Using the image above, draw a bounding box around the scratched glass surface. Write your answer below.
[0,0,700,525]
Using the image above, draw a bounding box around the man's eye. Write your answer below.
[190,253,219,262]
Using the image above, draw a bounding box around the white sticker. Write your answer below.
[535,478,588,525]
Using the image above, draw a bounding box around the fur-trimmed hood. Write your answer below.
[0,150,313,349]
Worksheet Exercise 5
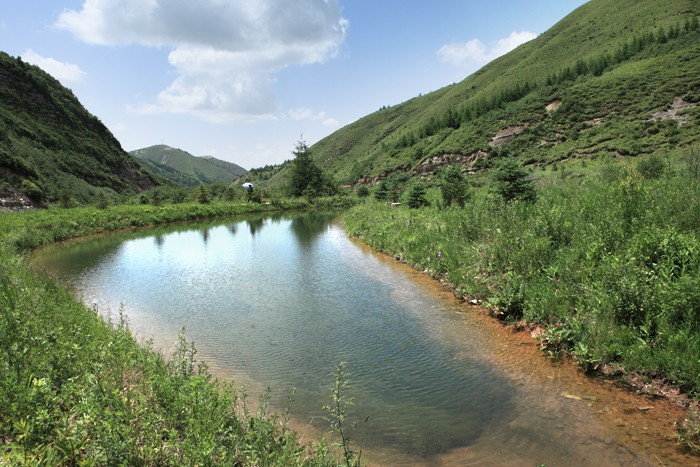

━━━━━━━━━━

## Work instructions
Format everything from the line containing "hood. Write your answer below." down to the end of the records above as a JSON list of strings, one string per line, skipping blank lines and leaving out the pictures.

## Solution to this problem
[
  "Using the image above, draw a bounding box around the fur-trimmed hood. Write your answer below.",
  "[0,150,313,349]",
  "Worksheet Exercise 5"
]